• Assignment
With the pictures removed, write out the full listing below exactly.

• Exercise material
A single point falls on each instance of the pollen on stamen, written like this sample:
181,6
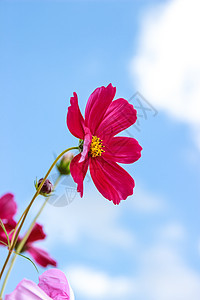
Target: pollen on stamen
96,147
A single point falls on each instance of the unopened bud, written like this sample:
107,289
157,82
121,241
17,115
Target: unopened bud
47,187
64,165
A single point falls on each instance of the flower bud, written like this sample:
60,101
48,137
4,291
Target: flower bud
47,187
64,164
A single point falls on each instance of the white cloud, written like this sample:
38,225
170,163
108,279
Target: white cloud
166,68
93,284
144,202
91,217
173,232
164,275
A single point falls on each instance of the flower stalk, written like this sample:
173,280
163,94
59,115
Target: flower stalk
25,213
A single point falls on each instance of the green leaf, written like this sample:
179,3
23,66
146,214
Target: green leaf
11,231
5,231
4,243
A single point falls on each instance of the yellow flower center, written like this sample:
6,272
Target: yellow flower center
96,147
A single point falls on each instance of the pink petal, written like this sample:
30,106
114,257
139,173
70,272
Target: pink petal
54,283
40,256
112,181
75,121
123,150
8,206
86,145
9,225
119,116
78,171
97,105
36,234
27,290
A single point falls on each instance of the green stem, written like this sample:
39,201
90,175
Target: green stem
23,241
28,208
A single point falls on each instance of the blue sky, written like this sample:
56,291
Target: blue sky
148,247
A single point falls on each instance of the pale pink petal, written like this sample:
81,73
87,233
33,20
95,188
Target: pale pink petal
8,206
36,234
78,171
54,283
86,145
123,150
112,181
40,256
27,290
75,121
9,225
97,105
119,116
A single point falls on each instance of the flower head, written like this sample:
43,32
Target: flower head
53,285
8,209
101,148
39,255
64,165
47,187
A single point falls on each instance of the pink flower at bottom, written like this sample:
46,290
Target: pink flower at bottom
53,285
101,148
8,209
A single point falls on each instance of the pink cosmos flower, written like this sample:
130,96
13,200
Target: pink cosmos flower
53,285
39,255
101,148
8,209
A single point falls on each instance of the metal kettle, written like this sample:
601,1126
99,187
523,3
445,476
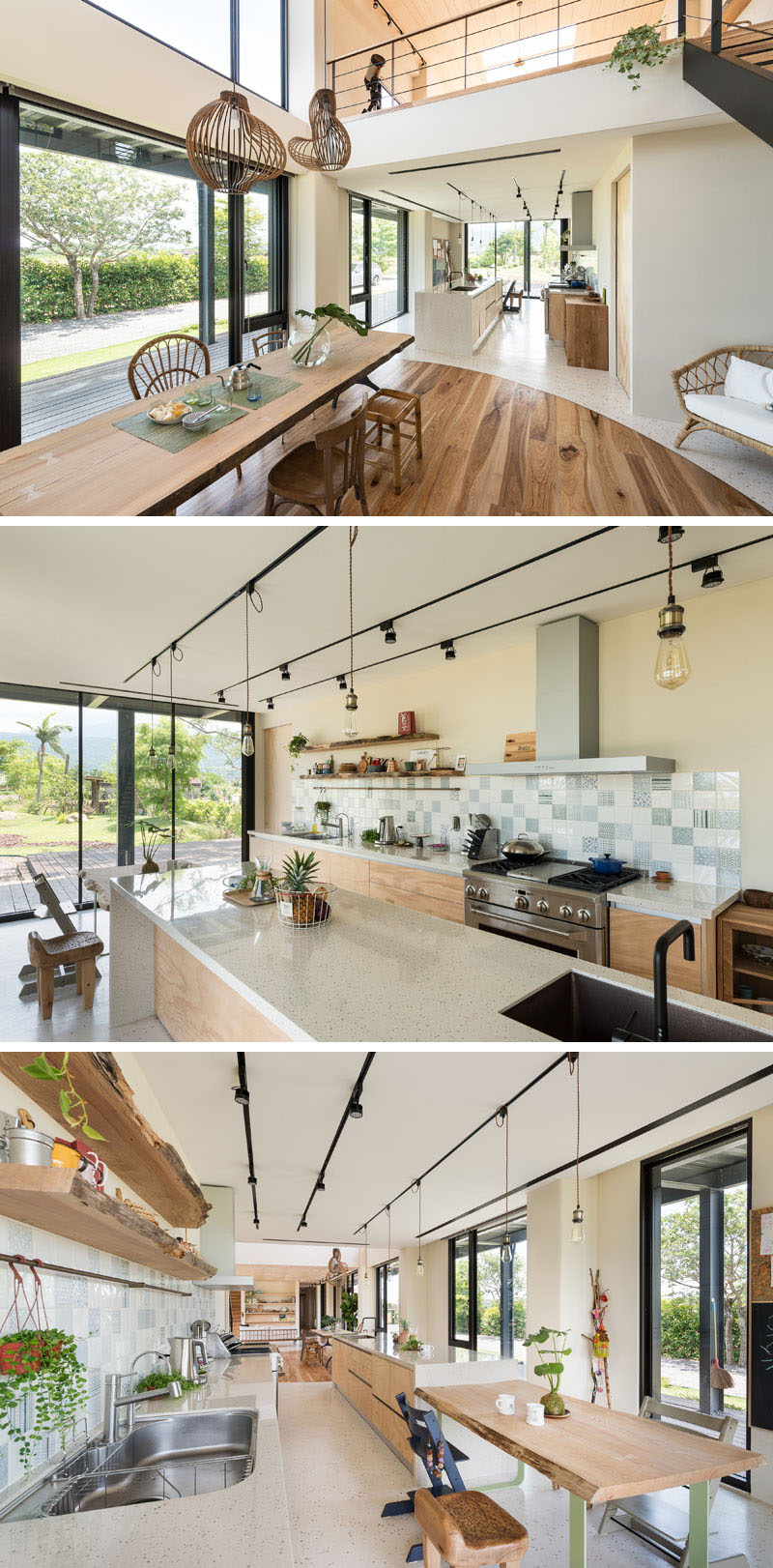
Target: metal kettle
188,1356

• Written solution
A single point falls on each instance of the pollen on stamen, written like this sample:
181,6
Target: pollen on stamen
96,147
A single point falls on each instance of the unopened bud, written like this sample:
107,289
157,82
121,241
17,115
Target: unopened bud
47,187
64,165
A single point falls on each instance of the flower bud, written like this sample:
60,101
48,137
4,291
Target: flower bud
47,187
64,164
A single point falls on each instance of the white cloud, written like this sample:
38,225
170,163
108,279
Target: white cloud
166,68
93,284
144,202
91,217
173,232
164,275
A single point falls on each instance of the flower stalk, written like this sample:
173,280
163,94
59,115
Target: flower stalk
25,213
A single point falls on each instance of the green leaf, written like this sample:
179,3
23,66
146,214
Target: green leaf
11,231
5,231
4,243
A single point falls on each instance of the yellow flower center, written like this sample:
6,272
Target: yellow flower center
96,147
A single point falls on each instance of the pink petal, written like this sample:
30,106
114,257
139,173
70,272
Target: pink petal
54,283
40,256
112,181
75,121
123,150
8,206
86,145
9,225
119,116
78,171
97,105
36,234
27,290
A single point falls on each instance of the green stem, written like this sample:
39,201
90,175
Target: green stem
23,241
28,208
A single point falls on each instance of the blue sky, written like this sample:
56,291
Target: blue sky
148,247
A single point falls on each instance of the pale pink petal, written like this sample:
81,73
87,233
33,20
95,188
Target: pale pink petal
8,206
36,234
78,171
54,283
86,145
123,150
112,181
40,256
27,290
75,121
9,225
97,105
119,116
A single point falls on each instance of the flower head, written like this sample:
43,32
Target: flower head
53,285
8,209
101,148
39,255
64,165
47,187
A single point falls on each instance of the pink flower at bottom, written like this sample:
46,290
Target: pink flower at bottom
53,285
101,148
8,209
A single point falls on each instance of the pink cosmos flower, written like this sample:
130,96
13,200
Target: pink cosmos flower
53,285
39,255
101,148
8,209
A single point falls on each instance of the metal kettle, written like this sample:
601,1126
99,187
523,3
445,476
Target: metal kettle
188,1356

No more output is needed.